(Rows from a point labeling set)
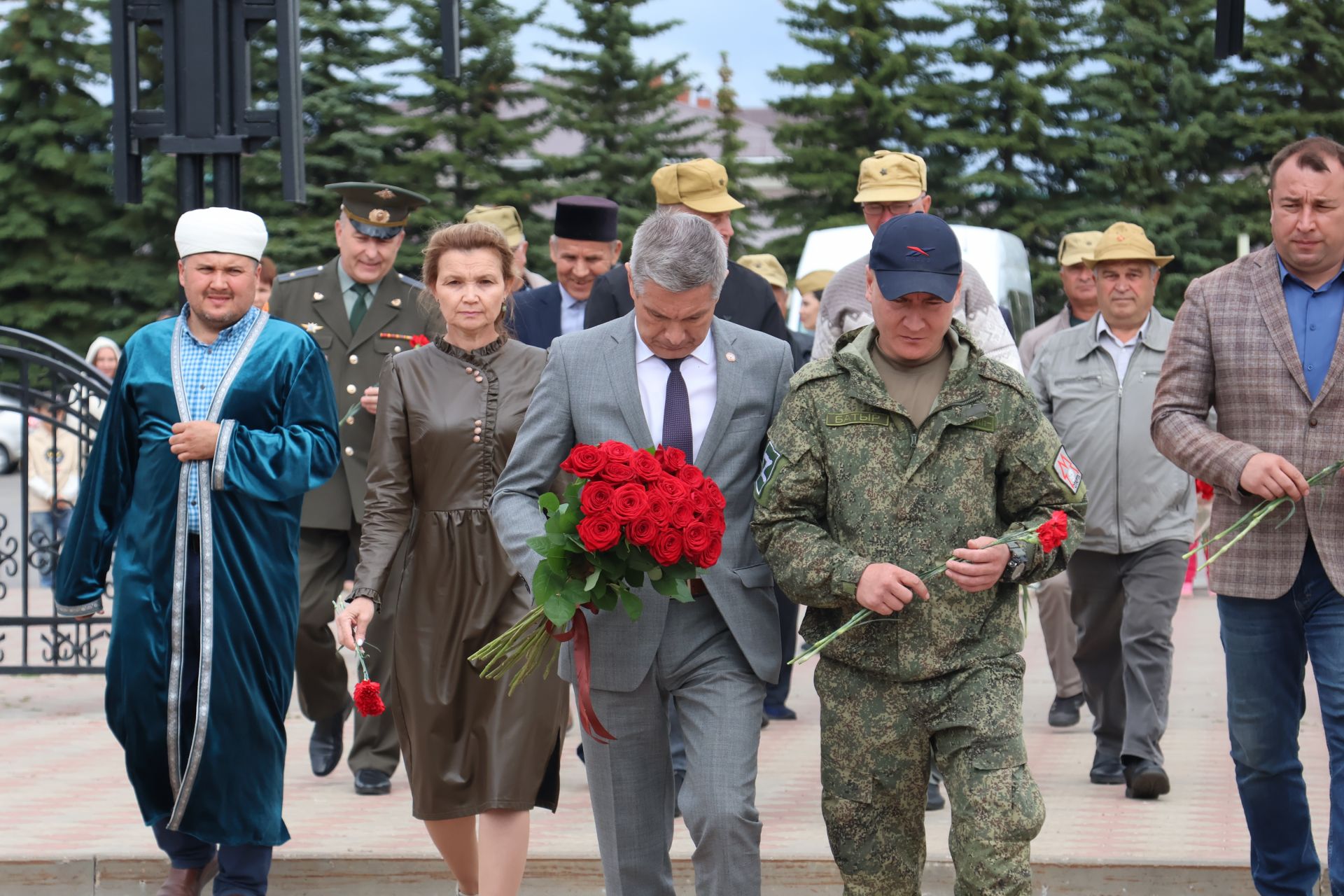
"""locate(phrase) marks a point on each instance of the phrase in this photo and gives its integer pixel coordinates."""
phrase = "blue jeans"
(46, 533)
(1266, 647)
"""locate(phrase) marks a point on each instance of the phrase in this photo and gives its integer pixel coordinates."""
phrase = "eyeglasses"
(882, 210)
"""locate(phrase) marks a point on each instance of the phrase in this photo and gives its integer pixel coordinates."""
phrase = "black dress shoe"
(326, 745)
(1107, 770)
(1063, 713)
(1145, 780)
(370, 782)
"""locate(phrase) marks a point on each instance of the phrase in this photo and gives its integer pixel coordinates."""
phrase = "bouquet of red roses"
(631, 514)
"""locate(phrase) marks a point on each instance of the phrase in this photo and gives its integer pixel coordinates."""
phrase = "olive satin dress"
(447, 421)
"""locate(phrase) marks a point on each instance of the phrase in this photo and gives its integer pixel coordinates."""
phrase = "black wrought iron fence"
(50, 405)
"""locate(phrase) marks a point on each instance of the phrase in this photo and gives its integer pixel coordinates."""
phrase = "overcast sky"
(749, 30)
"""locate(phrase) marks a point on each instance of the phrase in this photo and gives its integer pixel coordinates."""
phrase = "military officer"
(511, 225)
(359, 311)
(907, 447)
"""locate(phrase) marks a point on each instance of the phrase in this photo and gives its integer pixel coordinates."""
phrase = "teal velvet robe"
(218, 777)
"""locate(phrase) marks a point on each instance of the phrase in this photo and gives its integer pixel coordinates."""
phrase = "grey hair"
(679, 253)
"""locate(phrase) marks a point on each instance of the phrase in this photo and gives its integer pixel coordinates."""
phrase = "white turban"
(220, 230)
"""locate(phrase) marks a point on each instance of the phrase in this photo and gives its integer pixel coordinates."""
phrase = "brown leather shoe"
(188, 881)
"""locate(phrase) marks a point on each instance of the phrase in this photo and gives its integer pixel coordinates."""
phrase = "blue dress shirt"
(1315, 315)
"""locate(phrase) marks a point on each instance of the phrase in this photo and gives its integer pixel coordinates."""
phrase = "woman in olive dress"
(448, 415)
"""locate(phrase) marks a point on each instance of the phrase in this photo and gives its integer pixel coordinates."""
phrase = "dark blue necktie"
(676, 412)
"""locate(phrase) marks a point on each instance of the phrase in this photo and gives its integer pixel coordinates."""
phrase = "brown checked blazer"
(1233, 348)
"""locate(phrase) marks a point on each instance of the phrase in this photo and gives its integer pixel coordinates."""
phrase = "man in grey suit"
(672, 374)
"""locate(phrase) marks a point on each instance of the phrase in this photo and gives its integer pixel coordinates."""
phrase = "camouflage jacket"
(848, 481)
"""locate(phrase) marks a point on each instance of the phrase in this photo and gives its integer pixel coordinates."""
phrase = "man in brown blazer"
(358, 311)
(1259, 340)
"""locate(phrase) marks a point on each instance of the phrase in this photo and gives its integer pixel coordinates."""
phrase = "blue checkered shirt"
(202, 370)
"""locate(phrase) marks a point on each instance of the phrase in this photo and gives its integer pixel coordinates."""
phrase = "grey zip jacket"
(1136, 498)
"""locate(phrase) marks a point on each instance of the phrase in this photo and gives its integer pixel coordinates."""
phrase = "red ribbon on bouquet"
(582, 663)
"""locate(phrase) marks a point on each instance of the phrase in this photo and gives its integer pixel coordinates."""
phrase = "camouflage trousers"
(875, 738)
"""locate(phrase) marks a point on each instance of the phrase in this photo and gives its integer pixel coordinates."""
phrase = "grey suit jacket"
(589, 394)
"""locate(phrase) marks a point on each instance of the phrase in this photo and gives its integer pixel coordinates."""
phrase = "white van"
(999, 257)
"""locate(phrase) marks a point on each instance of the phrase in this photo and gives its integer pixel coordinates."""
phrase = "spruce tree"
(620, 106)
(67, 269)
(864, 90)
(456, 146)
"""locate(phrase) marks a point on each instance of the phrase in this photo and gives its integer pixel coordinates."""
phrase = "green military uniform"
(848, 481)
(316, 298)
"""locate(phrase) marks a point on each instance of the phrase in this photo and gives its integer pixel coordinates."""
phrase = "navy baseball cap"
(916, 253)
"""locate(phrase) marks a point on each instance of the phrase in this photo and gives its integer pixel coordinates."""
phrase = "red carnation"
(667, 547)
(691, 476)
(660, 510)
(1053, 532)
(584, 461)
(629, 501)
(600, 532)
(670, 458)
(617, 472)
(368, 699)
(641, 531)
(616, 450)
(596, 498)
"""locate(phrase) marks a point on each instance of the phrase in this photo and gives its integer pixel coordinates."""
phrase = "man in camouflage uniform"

> **Set task**
Find each line in the rows above that contains the word "military", and copy every one of those lines in full.

> **Answer to this task**
phrase = "military officer"
phrase = "green military uniform"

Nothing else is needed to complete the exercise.